Your task | Extract the entries in their exact form.

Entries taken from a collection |
# # #
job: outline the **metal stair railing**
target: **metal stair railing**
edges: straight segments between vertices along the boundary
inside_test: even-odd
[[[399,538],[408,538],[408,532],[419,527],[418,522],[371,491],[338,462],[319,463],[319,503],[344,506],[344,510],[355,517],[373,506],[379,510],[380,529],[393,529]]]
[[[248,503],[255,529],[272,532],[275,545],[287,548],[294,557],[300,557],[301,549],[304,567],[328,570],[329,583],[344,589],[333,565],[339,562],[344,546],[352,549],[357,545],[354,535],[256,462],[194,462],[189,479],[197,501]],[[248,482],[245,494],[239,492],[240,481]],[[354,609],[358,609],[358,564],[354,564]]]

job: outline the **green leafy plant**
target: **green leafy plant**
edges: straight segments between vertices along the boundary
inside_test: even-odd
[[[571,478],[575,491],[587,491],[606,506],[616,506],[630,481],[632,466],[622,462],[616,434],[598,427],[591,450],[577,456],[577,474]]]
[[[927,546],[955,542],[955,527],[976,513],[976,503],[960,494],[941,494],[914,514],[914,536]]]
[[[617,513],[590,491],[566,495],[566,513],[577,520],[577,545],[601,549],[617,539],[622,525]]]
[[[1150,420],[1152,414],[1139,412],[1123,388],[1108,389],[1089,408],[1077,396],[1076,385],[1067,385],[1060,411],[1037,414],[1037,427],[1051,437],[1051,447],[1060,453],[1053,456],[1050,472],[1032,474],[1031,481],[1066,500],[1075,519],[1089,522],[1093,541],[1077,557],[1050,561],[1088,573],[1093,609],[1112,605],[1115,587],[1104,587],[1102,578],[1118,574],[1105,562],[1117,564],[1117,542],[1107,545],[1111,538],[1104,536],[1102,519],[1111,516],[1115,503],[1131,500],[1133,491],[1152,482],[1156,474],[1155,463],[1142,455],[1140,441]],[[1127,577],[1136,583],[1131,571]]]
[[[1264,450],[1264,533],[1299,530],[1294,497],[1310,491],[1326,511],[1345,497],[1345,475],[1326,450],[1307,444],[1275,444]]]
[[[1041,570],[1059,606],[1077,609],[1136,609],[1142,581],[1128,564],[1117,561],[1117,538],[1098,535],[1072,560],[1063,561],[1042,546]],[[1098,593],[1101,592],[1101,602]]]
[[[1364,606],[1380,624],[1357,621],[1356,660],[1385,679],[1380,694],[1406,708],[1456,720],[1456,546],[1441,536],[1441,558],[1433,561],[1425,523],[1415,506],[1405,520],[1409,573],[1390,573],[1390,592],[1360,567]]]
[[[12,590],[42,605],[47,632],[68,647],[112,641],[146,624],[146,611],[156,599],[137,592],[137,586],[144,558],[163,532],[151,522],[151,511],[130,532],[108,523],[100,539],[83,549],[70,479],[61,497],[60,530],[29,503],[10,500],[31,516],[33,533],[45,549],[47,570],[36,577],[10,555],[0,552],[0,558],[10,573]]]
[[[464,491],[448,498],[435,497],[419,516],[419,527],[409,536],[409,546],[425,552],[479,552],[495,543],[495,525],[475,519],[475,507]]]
# # #
Written response |
job: outline the **metal stair railing**
target: **metal stair railing**
edges: straight segments between vertices along the boundary
inside_test: even-odd
[[[399,538],[408,538],[408,532],[419,527],[418,522],[371,491],[338,462],[319,463],[319,503],[344,506],[344,510],[355,517],[373,506],[379,510],[380,529],[393,529]]]
[[[248,503],[255,529],[272,532],[275,545],[287,548],[294,557],[300,557],[301,549],[304,567],[328,570],[329,583],[344,589],[333,565],[339,562],[344,546],[352,549],[357,545],[354,535],[256,462],[194,462],[189,479],[197,501]],[[248,482],[245,494],[239,492],[240,481]],[[354,609],[358,609],[358,564],[354,564]]]

job: outline the **green leafy plant**
target: **green leafy plant**
edges: straight segments between vertices along the boundary
inside_test: even-odd
[[[571,478],[575,491],[587,491],[606,506],[616,506],[630,481],[632,466],[622,462],[616,434],[598,427],[591,450],[577,456],[577,474]]]
[[[927,546],[955,542],[955,527],[976,513],[976,503],[960,494],[941,494],[914,514],[914,536]]]
[[[617,513],[590,491],[566,495],[566,513],[577,520],[577,545],[601,549],[617,539],[622,525]]]
[[[1150,420],[1152,414],[1139,412],[1123,388],[1108,389],[1089,408],[1077,396],[1076,385],[1067,385],[1060,411],[1037,414],[1037,427],[1051,437],[1051,447],[1060,453],[1053,456],[1050,472],[1032,474],[1031,481],[1066,500],[1075,519],[1089,522],[1093,541],[1077,557],[1050,561],[1088,573],[1093,609],[1112,605],[1115,587],[1104,587],[1102,578],[1118,574],[1105,562],[1117,564],[1117,542],[1107,545],[1111,538],[1104,536],[1102,519],[1111,516],[1115,503],[1131,500],[1133,491],[1152,482],[1156,474],[1155,463],[1142,455],[1140,441]],[[1127,577],[1136,583],[1131,571]]]
[[[1264,450],[1264,533],[1299,530],[1294,497],[1310,491],[1326,511],[1345,497],[1345,475],[1326,450],[1307,444],[1275,444]]]
[[[1041,570],[1059,606],[1077,609],[1136,609],[1142,581],[1128,564],[1117,561],[1117,538],[1098,535],[1072,560],[1063,561],[1042,546]],[[1098,593],[1101,592],[1101,602]]]
[[[1364,606],[1380,624],[1357,621],[1356,660],[1385,679],[1380,694],[1406,708],[1456,720],[1456,546],[1441,536],[1441,558],[1433,561],[1425,523],[1415,506],[1405,520],[1409,573],[1390,573],[1390,592],[1360,567]]]
[[[12,590],[42,605],[47,632],[68,647],[112,641],[146,624],[146,611],[156,599],[137,592],[137,586],[144,558],[163,532],[151,522],[151,511],[130,532],[108,523],[100,539],[83,549],[70,479],[61,497],[60,530],[29,503],[10,500],[31,516],[33,533],[45,549],[47,570],[36,577],[10,555],[0,552],[0,558],[10,573]]]
[[[464,491],[448,498],[435,497],[419,516],[419,527],[409,536],[409,546],[425,552],[479,552],[495,543],[495,525],[475,519],[475,507]]]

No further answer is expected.